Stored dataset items
--- --- ---

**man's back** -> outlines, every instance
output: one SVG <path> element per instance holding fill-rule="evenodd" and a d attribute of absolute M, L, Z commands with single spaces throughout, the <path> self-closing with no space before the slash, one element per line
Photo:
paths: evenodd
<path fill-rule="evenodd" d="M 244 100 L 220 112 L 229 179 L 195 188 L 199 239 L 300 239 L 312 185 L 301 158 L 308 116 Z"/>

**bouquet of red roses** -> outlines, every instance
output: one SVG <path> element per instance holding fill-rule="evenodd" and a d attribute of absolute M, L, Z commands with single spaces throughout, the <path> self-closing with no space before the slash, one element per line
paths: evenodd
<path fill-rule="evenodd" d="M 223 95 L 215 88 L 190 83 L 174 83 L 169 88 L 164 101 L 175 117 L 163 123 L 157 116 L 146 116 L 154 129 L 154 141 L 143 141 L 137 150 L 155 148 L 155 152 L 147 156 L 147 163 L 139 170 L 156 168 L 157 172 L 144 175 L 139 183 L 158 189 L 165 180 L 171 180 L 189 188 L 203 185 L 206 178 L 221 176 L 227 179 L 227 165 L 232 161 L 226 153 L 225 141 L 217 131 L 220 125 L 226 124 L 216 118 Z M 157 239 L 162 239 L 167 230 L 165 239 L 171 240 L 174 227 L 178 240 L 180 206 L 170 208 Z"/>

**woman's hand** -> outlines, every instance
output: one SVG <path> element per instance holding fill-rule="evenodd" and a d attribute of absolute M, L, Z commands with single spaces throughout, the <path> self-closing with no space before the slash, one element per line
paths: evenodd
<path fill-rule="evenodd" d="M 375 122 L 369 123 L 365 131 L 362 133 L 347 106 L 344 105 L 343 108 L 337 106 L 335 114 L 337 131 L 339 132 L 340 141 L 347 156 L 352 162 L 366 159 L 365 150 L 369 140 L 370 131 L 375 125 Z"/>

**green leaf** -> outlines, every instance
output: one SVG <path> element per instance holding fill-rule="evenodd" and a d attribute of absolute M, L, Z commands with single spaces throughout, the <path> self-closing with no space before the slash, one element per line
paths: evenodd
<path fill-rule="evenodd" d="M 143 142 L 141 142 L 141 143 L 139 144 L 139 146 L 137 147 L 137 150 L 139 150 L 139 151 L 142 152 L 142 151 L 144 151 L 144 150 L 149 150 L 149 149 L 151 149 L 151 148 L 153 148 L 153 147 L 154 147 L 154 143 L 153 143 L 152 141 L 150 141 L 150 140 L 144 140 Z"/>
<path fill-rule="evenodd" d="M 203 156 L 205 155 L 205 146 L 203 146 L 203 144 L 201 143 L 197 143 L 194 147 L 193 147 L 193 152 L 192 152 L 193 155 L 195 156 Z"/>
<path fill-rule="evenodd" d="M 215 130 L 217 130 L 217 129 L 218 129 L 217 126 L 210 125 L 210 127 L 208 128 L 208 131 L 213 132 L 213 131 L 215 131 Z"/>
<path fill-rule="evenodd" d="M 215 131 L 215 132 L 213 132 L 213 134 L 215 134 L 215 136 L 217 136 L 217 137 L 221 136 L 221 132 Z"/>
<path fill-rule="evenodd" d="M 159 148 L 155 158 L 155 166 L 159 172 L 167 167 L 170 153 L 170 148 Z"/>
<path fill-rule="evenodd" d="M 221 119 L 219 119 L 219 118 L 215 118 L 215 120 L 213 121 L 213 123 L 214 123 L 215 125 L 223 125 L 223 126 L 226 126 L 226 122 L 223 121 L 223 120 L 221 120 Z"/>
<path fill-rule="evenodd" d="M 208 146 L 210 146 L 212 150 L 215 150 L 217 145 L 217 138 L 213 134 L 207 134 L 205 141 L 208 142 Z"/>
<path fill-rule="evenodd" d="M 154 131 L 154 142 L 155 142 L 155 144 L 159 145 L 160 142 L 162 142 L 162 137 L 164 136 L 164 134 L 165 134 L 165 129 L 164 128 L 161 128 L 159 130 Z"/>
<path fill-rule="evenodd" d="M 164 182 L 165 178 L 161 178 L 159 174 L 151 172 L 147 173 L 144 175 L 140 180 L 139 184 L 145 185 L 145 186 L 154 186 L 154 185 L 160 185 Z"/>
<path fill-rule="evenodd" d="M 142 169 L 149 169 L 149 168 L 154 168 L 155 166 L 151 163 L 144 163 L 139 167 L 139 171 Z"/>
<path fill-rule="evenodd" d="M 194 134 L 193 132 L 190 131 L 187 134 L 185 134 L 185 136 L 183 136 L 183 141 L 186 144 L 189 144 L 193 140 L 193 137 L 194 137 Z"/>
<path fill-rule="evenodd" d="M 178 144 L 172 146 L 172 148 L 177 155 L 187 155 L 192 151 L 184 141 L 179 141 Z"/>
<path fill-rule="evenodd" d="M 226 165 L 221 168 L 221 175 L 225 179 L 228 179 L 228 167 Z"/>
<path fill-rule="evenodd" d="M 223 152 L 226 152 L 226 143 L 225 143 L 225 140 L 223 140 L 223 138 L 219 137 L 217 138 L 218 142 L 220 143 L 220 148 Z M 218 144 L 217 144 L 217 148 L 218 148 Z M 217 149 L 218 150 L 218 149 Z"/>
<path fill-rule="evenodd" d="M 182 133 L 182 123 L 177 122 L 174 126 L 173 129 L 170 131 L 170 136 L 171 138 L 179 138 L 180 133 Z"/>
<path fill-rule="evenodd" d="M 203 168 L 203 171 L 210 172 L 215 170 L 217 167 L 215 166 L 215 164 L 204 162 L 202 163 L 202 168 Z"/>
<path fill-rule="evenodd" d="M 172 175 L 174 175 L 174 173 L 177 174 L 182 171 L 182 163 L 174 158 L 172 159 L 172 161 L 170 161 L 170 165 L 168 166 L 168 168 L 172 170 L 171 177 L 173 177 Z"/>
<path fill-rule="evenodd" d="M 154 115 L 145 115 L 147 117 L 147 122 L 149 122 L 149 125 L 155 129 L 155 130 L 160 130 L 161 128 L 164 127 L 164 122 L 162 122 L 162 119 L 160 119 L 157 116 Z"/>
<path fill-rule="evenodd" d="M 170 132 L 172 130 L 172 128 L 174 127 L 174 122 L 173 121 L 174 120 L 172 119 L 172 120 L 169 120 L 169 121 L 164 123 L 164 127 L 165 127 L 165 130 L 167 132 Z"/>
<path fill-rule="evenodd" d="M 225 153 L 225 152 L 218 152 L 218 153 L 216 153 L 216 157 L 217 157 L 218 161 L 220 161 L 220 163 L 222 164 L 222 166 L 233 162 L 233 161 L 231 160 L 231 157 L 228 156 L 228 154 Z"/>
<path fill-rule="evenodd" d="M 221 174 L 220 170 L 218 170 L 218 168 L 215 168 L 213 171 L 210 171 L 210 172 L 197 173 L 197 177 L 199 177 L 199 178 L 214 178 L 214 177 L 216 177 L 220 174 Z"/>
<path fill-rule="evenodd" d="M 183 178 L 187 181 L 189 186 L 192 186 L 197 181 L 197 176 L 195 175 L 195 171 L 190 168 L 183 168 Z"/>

--- --- ---

__The task__
How many lines in the entries above include the string "every"? Give only the number.

__Task result__
4